◆ **Your instructions**:
Count the lines in the items below that contain the string "skyline". Reply with the number alone.

* * * * *

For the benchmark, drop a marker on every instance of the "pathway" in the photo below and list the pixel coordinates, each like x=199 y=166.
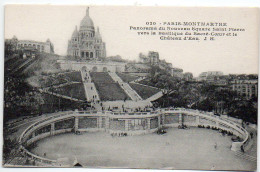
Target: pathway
x=90 y=90
x=126 y=87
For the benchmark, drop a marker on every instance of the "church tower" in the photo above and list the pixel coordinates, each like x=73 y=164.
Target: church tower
x=86 y=43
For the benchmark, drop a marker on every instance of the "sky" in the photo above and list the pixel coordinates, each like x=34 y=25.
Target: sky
x=230 y=55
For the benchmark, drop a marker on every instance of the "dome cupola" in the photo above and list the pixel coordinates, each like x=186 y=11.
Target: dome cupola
x=87 y=23
x=75 y=33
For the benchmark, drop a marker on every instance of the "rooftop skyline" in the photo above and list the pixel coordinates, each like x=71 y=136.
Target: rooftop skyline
x=232 y=56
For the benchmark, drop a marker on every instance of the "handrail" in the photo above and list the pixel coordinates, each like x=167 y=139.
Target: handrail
x=158 y=112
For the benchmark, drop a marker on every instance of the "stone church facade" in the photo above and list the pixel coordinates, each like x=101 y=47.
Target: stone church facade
x=86 y=42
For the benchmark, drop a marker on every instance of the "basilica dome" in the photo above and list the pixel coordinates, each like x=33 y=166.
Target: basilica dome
x=86 y=23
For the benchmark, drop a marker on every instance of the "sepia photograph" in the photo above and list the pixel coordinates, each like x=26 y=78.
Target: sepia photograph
x=136 y=87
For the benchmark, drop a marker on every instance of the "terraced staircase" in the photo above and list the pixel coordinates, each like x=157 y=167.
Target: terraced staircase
x=126 y=87
x=90 y=90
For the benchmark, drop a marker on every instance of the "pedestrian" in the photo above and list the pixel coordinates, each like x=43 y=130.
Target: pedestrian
x=215 y=146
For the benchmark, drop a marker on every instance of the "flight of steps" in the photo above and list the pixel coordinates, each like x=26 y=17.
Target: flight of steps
x=126 y=87
x=90 y=89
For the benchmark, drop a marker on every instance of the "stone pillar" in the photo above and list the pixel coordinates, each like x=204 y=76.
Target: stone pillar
x=197 y=120
x=148 y=123
x=76 y=123
x=126 y=125
x=107 y=123
x=99 y=122
x=163 y=118
x=159 y=121
x=180 y=119
x=217 y=123
x=52 y=128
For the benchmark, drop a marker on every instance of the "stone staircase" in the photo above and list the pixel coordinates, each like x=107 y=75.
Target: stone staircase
x=126 y=87
x=90 y=90
x=89 y=86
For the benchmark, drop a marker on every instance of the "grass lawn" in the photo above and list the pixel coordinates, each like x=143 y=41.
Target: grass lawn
x=126 y=77
x=144 y=91
x=73 y=90
x=107 y=88
x=111 y=92
x=73 y=76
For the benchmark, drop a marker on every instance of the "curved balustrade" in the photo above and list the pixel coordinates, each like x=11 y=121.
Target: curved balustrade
x=129 y=123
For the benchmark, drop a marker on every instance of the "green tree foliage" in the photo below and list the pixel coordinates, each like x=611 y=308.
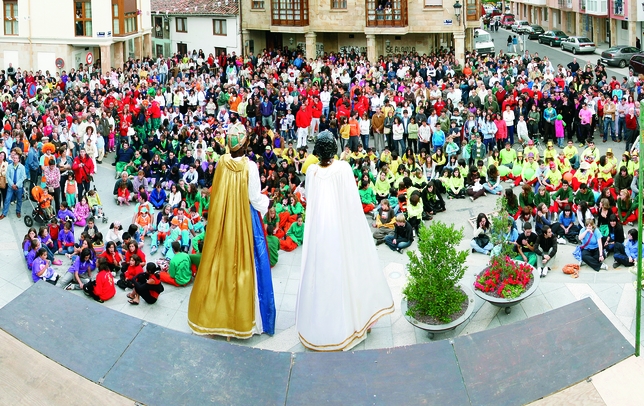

* * * * *

◆ **Written response**:
2